§ **The problem**
Update the listing below by replacing each occurrence of "pointer" with "locator" and leaving every other line unchanged.

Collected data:
--- --- ---

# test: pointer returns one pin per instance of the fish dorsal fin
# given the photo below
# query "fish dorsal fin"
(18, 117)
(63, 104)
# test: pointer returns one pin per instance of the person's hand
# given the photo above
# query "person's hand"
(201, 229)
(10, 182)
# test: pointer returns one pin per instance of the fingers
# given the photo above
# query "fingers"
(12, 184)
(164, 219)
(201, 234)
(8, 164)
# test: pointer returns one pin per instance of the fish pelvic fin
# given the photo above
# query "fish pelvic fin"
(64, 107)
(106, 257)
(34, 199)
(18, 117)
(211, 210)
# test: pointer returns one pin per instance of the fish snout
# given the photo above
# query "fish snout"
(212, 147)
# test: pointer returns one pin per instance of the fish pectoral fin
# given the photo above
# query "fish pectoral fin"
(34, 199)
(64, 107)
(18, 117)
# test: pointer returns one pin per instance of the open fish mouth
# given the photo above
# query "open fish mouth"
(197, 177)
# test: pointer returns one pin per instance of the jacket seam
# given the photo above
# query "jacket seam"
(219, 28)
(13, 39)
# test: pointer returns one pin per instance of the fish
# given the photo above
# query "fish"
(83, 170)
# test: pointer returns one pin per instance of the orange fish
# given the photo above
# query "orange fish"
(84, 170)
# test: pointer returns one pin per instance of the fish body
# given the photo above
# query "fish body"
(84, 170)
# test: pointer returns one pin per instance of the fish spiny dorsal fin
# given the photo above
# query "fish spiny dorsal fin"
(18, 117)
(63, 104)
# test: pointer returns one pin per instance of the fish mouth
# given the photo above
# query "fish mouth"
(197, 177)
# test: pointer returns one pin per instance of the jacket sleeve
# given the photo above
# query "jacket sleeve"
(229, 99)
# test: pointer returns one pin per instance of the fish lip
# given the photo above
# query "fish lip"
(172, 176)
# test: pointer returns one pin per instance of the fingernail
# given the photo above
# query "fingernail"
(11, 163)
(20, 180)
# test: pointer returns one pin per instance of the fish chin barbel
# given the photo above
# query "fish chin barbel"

--- --- ---

§ **Answer to this problem**
# test: locator returns one pin per instance of the fish dorsal fin
# given the photo below
# query "fish dorsal fin"
(18, 117)
(63, 104)
# test: locator returns one pin per instance of the person's hand
# given the photo above
# query "person's hand"
(201, 229)
(10, 182)
# test: locator returns one pin per instance of the fingers
# given the photo above
# query "fingers"
(12, 184)
(164, 219)
(201, 234)
(8, 164)
# test: locator returns one pin per instance of the fish pelvic fin
# given the photo above
# query "fish pelvic fin"
(64, 107)
(106, 257)
(34, 199)
(18, 117)
(211, 210)
# test: locator returns one pin per instance of the fish snout
# given the photo above
# query "fish snout"
(212, 147)
# test: locator returns one pin per instance of the fish pectoral fin
# given the photo above
# query "fish pectoral fin"
(34, 199)
(64, 107)
(18, 117)
# test: locator returns one pin per instance of the open fish mouth
# given the photo above
# query "open fish mouth"
(197, 177)
# test: locator returns one pin per instance of the jacket seam
# given the photo above
# query "jacket seam"
(219, 28)
(13, 39)
# test: locator returns one pin per instance of the fish
# given the photo above
# query "fish"
(83, 170)
# test: locator returns one pin per instance of the orange fish
# given the photo above
# query "orange fish"
(84, 170)
# test: locator returns one pin per instance of the fish body
# given the photo above
# query "fish body"
(84, 170)
# test: locator returns one pin per instance of the fish spiny dorsal fin
# given the photo above
# query "fish spiny dorsal fin"
(18, 117)
(63, 104)
# test: locator returns one pin per instance of the fish mouth
# given the photo above
# query "fish mouth"
(197, 177)
# test: locator returns one pin per instance of the jacket sleeve
# given the photo above
# query "jacket sleeve"
(229, 99)
# test: locator returns one pin per instance of the fish lip
# given the photo above
# query "fish lip"
(172, 176)
# test: locator returns one pin per instance of the fingernail
# given the photo above
# query "fingernail"
(11, 163)
(20, 180)
# test: locator returns one pin per instance of the fish chin barbel
# given the photo above
# query "fish chin barbel"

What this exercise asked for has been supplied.